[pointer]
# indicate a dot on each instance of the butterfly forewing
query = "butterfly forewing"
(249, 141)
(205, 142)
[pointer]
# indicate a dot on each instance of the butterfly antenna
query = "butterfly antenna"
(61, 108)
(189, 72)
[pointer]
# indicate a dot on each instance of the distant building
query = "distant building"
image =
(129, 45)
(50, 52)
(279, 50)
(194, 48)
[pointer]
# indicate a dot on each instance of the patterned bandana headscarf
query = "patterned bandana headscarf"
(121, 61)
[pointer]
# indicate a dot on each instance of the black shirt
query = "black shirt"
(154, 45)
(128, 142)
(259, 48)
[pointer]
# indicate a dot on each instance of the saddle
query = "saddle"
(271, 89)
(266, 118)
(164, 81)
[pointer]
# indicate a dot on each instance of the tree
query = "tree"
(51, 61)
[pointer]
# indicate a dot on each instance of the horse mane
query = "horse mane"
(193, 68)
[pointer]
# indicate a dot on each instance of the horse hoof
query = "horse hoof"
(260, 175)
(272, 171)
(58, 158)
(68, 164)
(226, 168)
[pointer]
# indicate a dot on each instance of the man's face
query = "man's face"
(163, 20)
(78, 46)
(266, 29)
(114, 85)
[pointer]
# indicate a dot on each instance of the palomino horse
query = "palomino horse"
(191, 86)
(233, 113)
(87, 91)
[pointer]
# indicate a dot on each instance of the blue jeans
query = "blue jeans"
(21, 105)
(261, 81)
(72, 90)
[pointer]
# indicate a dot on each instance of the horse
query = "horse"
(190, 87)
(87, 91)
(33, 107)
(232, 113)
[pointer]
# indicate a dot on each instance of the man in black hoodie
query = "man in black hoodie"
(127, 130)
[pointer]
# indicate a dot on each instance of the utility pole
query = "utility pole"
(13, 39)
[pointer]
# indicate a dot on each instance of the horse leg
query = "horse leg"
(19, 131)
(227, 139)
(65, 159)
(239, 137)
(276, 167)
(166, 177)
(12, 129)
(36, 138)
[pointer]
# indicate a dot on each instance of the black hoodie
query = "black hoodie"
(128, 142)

----

__DIRECTIVE__
Count how many of the lines above contain the string "jeans", with case counting, and give only the number.

__CORRECT ANSWER__
2